• [Work instruction] Extract the full set of records, then give each one again exactly.

Collected data:
—————

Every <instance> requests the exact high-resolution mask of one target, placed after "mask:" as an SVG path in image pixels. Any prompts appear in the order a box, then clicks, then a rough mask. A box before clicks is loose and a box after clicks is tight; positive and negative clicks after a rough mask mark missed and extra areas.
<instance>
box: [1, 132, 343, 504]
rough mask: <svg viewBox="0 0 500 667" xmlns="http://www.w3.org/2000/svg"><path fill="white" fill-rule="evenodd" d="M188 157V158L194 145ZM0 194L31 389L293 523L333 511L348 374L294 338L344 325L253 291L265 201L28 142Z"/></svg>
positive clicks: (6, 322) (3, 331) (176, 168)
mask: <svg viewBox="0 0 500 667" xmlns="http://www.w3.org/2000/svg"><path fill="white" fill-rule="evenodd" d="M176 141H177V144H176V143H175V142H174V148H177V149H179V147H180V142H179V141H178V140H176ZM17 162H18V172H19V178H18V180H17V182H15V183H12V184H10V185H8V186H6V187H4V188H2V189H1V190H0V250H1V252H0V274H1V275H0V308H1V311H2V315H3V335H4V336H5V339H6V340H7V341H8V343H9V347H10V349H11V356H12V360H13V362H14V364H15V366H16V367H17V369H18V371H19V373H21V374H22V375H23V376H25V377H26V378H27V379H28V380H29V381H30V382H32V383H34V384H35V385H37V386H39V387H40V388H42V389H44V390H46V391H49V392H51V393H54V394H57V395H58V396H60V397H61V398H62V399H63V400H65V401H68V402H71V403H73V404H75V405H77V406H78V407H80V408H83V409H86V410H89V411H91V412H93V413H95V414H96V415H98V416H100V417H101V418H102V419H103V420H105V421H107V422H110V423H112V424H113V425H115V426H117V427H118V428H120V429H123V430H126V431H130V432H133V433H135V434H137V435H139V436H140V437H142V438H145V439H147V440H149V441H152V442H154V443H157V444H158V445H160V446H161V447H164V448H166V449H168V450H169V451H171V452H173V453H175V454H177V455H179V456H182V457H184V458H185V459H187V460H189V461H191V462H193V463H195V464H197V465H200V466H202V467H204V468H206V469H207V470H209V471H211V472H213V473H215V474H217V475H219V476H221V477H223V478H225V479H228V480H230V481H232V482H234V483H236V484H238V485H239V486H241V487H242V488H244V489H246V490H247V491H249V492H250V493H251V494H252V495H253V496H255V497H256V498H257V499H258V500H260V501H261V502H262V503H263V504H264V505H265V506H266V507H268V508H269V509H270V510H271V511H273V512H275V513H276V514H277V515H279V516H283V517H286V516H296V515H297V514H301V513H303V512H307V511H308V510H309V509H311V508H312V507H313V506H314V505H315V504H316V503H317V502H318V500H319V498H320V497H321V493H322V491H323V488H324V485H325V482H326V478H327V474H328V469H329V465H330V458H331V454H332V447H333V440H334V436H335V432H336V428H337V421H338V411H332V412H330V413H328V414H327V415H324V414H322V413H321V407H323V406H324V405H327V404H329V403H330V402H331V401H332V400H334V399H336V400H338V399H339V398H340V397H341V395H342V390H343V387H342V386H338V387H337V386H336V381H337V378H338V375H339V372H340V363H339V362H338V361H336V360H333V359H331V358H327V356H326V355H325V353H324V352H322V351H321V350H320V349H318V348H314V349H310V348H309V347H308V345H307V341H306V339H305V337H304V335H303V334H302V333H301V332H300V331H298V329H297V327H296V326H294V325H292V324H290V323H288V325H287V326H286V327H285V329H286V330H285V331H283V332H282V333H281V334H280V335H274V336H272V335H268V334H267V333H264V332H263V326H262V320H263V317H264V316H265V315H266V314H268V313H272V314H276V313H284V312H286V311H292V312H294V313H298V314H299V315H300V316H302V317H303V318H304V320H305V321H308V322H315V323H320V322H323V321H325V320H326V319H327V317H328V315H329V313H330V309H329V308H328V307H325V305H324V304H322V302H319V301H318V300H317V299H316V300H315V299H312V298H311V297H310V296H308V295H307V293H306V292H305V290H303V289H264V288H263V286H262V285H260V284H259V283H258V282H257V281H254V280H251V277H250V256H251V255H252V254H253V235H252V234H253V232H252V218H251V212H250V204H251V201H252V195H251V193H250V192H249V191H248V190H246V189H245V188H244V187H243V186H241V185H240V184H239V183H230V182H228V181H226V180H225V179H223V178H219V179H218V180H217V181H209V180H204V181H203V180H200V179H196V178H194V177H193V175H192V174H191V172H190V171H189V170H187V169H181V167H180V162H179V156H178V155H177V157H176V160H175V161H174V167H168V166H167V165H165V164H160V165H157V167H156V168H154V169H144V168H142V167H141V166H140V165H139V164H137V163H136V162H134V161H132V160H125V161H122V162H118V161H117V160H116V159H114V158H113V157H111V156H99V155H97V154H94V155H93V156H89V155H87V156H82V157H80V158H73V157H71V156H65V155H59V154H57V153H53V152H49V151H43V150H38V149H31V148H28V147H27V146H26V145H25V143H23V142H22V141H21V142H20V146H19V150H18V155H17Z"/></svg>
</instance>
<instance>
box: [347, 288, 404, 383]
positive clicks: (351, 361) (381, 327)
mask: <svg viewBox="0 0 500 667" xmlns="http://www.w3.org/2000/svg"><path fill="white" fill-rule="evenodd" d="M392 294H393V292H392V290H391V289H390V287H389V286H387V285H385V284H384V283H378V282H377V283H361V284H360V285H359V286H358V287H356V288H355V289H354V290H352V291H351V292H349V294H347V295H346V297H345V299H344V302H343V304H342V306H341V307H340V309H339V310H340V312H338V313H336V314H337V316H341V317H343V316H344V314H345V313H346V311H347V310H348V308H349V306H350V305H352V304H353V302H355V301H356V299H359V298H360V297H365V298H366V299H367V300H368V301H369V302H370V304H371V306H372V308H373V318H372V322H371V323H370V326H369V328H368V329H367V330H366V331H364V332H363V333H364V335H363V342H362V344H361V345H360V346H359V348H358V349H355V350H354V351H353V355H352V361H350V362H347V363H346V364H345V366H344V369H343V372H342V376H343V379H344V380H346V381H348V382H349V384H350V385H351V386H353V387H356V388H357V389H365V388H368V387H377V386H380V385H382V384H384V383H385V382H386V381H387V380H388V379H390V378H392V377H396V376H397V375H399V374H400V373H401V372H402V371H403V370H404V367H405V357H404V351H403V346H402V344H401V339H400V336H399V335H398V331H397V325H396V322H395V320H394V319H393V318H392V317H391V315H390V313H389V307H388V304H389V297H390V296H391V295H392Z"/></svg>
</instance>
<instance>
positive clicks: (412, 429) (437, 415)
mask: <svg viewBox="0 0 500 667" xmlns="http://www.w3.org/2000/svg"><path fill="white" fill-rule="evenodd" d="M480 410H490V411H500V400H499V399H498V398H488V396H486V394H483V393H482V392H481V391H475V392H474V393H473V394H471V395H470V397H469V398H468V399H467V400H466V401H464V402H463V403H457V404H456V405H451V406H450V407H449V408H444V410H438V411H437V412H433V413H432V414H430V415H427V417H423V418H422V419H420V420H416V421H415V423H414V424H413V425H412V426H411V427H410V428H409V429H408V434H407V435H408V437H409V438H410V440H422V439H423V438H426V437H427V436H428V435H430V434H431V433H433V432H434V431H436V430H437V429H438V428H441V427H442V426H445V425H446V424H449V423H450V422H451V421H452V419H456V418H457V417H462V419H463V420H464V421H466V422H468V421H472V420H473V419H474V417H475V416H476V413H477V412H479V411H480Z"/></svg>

—————

• [Your solution]
Every <instance> requests the exact high-resolution mask of one target, placed after "mask:" as an SVG path in image pixels. Any prompts appear in the order a box, then clicks, then a rough mask. A box before clicks is loose and a box after clicks is tight; positive and negative clicks after a rough mask mark missed and extra areas.
<instance>
box: [1, 132, 343, 504]
rough mask: <svg viewBox="0 0 500 667" xmlns="http://www.w3.org/2000/svg"><path fill="white" fill-rule="evenodd" d="M188 157V158L194 145ZM0 194L31 389L293 523L333 511L348 374L294 338L344 325L253 291L265 201L28 142Z"/></svg>
positive clicks: (6, 322) (3, 331) (176, 168)
mask: <svg viewBox="0 0 500 667" xmlns="http://www.w3.org/2000/svg"><path fill="white" fill-rule="evenodd" d="M176 141H177V144H176V143H175V142H174V148H177V149H179V147H180V142H179V141H178V140H176ZM17 162H18V172H19V178H18V180H17V182H15V183H12V184H10V185H8V186H6V187H4V188H2V189H1V190H0V250H1V252H0V274H1V275H0V308H1V311H2V315H3V335H4V336H5V339H6V340H7V341H8V343H9V347H10V349H11V356H12V360H13V362H14V364H15V366H16V367H17V369H18V371H19V373H21V374H22V375H23V376H25V377H26V378H27V379H28V380H29V381H30V382H32V383H34V384H35V385H37V386H39V387H40V388H42V389H44V390H46V391H49V392H51V393H54V394H57V395H58V396H60V397H61V398H62V399H63V400H65V401H68V402H71V403H73V404H75V405H77V406H78V407H80V408H83V409H86V410H89V411H91V412H93V413H95V414H96V415H98V416H100V417H101V418H102V419H103V420H105V421H107V422H110V423H112V424H113V425H115V426H117V427H118V428H120V429H123V430H126V431H130V432H133V433H135V434H137V435H139V436H140V437H142V438H145V439H147V440H149V441H152V442H154V443H157V444H158V445H160V446H161V447H164V448H166V449H168V450H169V451H171V452H173V453H175V454H177V455H179V456H182V457H184V458H185V459H187V460H189V461H191V462H193V463H195V464H197V465H200V466H202V467H204V468H206V469H207V470H209V471H211V472H213V473H215V474H217V475H219V476H221V477H223V478H225V479H228V480H230V481H232V482H234V483H236V484H238V485H239V486H241V487H242V488H244V489H246V490H247V491H249V492H250V493H251V494H252V495H253V496H255V497H256V498H257V499H258V500H260V501H261V502H262V503H263V504H264V505H265V506H266V507H268V508H269V509H270V510H271V511H273V512H275V513H276V514H277V515H279V516H283V517H286V516H296V515H297V514H301V513H303V512H307V511H308V510H309V509H311V508H312V507H313V506H314V505H315V504H316V503H317V502H318V500H319V498H320V497H321V493H322V491H323V488H324V485H325V482H326V478H327V474H328V469H329V465H330V458H331V454H332V447H333V440H334V436H335V432H336V428H337V421H338V411H332V412H330V413H328V414H327V415H324V414H322V413H321V407H323V406H324V405H327V404H329V403H330V402H331V401H332V400H334V399H336V400H338V399H339V398H340V397H341V395H342V390H343V387H342V386H338V387H337V386H336V381H337V378H338V375H339V372H340V363H339V362H338V361H336V360H333V359H331V358H327V356H326V355H325V353H324V352H322V351H321V350H320V349H318V348H314V349H310V348H309V347H308V345H307V341H306V339H305V337H304V335H303V334H302V333H301V332H300V331H298V329H297V327H296V326H294V325H292V324H290V323H288V325H287V326H286V327H285V329H286V330H285V331H283V332H282V333H281V334H280V335H274V336H272V335H268V334H267V333H264V332H263V326H262V320H263V317H264V316H265V315H266V314H268V313H272V314H276V313H284V312H286V311H292V312H294V313H298V314H299V315H300V316H302V317H303V318H304V320H305V321H308V322H315V323H320V322H323V321H325V320H326V319H327V317H328V315H329V313H330V309H329V308H328V307H325V305H324V304H322V302H319V301H318V300H317V299H316V300H315V299H312V298H311V297H310V296H308V295H307V293H306V292H305V290H303V289H264V288H263V286H262V285H260V284H259V283H258V282H257V281H254V280H251V277H250V256H251V255H252V254H253V235H252V234H253V232H252V218H251V212H250V204H251V201H252V195H251V193H250V192H249V191H248V190H246V189H245V188H244V187H243V186H241V185H240V184H239V183H230V182H228V181H226V180H225V179H223V178H219V179H218V180H217V181H209V180H204V181H203V180H200V179H196V178H194V177H193V175H192V174H191V172H190V171H189V170H187V169H181V167H180V162H179V156H178V155H177V157H176V160H175V161H174V167H168V166H167V165H165V164H160V165H157V167H156V168H154V169H144V168H142V167H141V166H140V165H139V164H137V163H136V162H134V161H132V160H125V161H122V162H118V161H117V160H116V159H114V158H113V157H111V156H99V155H97V154H94V155H93V156H89V155H87V156H82V157H80V158H73V157H71V156H65V155H59V154H57V153H53V152H49V151H43V150H38V149H31V148H28V147H27V146H26V145H25V143H23V142H22V141H21V142H20V146H19V150H18V155H17Z"/></svg>
</instance>
<instance>
box: [347, 288, 404, 383]
positive clicks: (351, 361) (381, 327)
mask: <svg viewBox="0 0 500 667" xmlns="http://www.w3.org/2000/svg"><path fill="white" fill-rule="evenodd" d="M392 294H393V292H392V290H391V289H390V287H389V286H387V285H385V284H384V283H378V282H377V283H361V284H360V285H359V286H358V287H356V288H355V289H354V290H352V291H351V292H349V294H347V295H346V297H345V299H344V302H343V304H342V306H341V307H340V309H339V310H340V312H338V313H336V314H337V316H341V317H343V316H344V314H345V313H346V311H347V310H348V308H349V306H350V305H352V304H353V302H355V301H356V299H359V298H360V297H365V298H366V299H367V300H368V301H369V302H370V304H371V306H372V308H373V318H372V322H371V323H370V326H369V328H368V329H367V330H366V331H364V332H363V333H364V335H363V342H362V344H361V345H360V346H359V348H358V349H355V350H354V351H353V355H352V361H350V362H347V363H346V364H345V366H344V369H343V372H342V376H343V379H344V380H346V381H348V382H349V384H350V385H351V386H353V387H356V388H357V389H365V388H368V387H377V386H380V385H382V384H384V383H385V382H386V381H387V380H388V379H390V378H392V377H396V376H397V375H399V374H400V373H401V372H402V371H403V370H404V367H405V357H404V351H403V346H402V344H401V339H400V336H399V335H398V331H397V325H396V322H395V320H394V319H393V318H392V317H391V315H390V313H389V307H388V304H389V297H390V296H391V295H392Z"/></svg>
</instance>
<instance>
positive clicks: (412, 429) (437, 415)
mask: <svg viewBox="0 0 500 667" xmlns="http://www.w3.org/2000/svg"><path fill="white" fill-rule="evenodd" d="M480 410H490V411H500V400H499V399H498V398H488V396H486V394H483V393H482V392H481V391H475V392H474V393H473V394H471V395H470V397H469V398H468V399H467V400H466V401H464V402H463V403H457V404H456V405H451V406H450V407H449V408H444V410H438V411H437V412H433V413H432V414H430V415H427V417H423V418H422V419H420V420H416V421H415V423H414V424H413V425H412V426H411V427H410V428H409V429H408V434H407V435H408V437H409V438H410V440H422V439H423V438H426V437H427V436H428V435H430V434H431V433H433V432H434V431H436V430H437V429H438V428H441V427H442V426H445V425H446V424H449V423H450V422H451V421H452V419H456V418H457V417H462V419H463V420H464V421H466V422H468V421H472V420H473V419H474V417H475V416H476V413H477V412H479V411H480Z"/></svg>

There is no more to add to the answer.